任务要求 =>
判断下列陈述是否与这篇题解相符。每项回答“是”或“否”,并引用题解中起决定作用的原句。
(a) 作者一开始低估了这道题的难度。
(b) 代码中常量 MAXN 的值定义为 2e4 + 10。
(c) 代码中遍历 i 的外层循环从 i = 2 开始。

描述
题解
一开始高估了这道题难度,一直在想从中发现规律( ̄┰ ̄*),结果,╮(╯_╰)╭,只好暴力解之……还真的过了,这里给出一种一般的暴力解法和一种略微优化的暴力解题思路。
代码
One:
// 常规暴力解法
#include <iostream>
#include <cstdio>
using namespace std;
const int MAXN = 2e4 + 10;
int T[MAXN];
int main(int argc, const char * argv[])
{
int n;
while (cin >> n)
{
int sum = 0;
for (int i = 1; i <= n; i++)
{
scanf("%d", T + i);
sum += T[i];
}
int ans = sum;
for (int i = 3; i <= n / 2; i++)
{
if (n % i)
{
continue;
}
int key = n / i;
for (int j = 1; j <= key; j++)
{
sum = 0;
for (int k = j; k <= n; k += key)

[已保存条目]
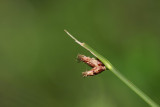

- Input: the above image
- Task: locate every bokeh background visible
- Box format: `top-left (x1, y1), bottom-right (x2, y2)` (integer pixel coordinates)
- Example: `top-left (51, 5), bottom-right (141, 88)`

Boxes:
top-left (0, 0), bottom-right (160, 107)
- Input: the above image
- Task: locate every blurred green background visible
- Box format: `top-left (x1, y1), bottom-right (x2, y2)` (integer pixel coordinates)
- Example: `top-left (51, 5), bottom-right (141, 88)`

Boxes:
top-left (0, 0), bottom-right (160, 107)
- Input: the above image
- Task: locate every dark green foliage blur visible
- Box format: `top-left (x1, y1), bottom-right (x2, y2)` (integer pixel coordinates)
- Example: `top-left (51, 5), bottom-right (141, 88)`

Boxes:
top-left (0, 0), bottom-right (160, 107)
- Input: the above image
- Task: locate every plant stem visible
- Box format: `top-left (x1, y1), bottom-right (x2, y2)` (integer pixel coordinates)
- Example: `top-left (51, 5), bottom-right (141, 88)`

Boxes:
top-left (64, 30), bottom-right (159, 107)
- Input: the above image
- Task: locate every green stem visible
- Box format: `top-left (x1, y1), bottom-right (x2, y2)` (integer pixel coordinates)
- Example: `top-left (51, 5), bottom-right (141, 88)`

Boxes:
top-left (64, 30), bottom-right (159, 107)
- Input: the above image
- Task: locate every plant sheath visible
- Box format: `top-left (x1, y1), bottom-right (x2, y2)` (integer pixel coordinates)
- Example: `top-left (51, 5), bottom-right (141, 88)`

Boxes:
top-left (64, 30), bottom-right (159, 107)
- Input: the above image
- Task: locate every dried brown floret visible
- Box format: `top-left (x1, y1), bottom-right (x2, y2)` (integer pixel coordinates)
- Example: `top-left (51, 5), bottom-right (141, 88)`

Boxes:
top-left (78, 55), bottom-right (106, 77)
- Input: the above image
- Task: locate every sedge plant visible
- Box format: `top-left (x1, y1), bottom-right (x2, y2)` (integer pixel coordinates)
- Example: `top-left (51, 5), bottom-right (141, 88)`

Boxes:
top-left (64, 30), bottom-right (159, 107)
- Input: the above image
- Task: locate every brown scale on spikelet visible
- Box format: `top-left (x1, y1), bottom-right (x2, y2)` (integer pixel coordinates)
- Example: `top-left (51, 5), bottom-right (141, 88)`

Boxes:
top-left (78, 54), bottom-right (106, 77)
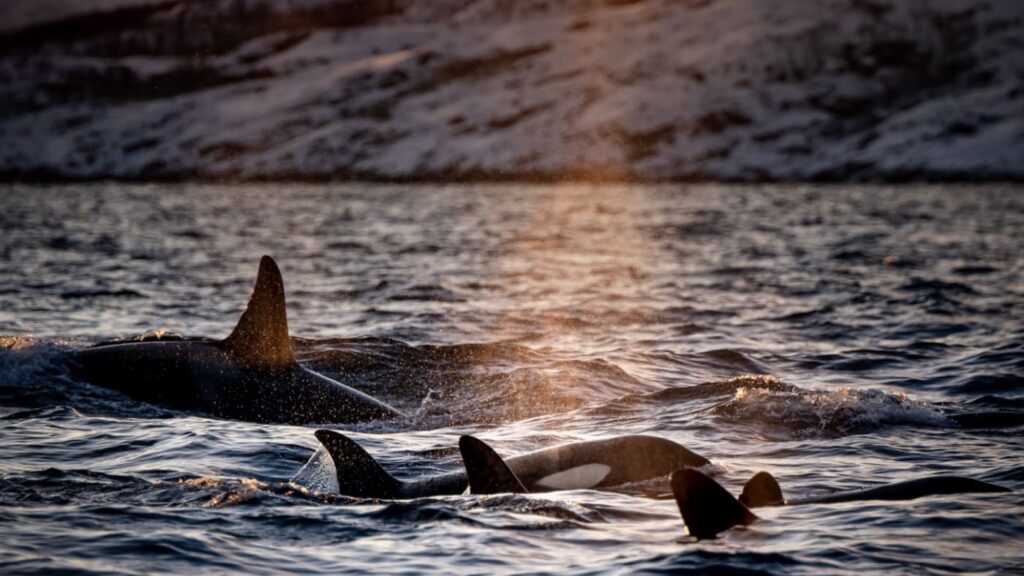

参考答案 =>
(a) 否。“一开始高估了这道题难度”
(b) 是。“const int MAXN = 2e4 + 10;”
(c) 否。“for (int i = 3; i <= n / 2; i++)”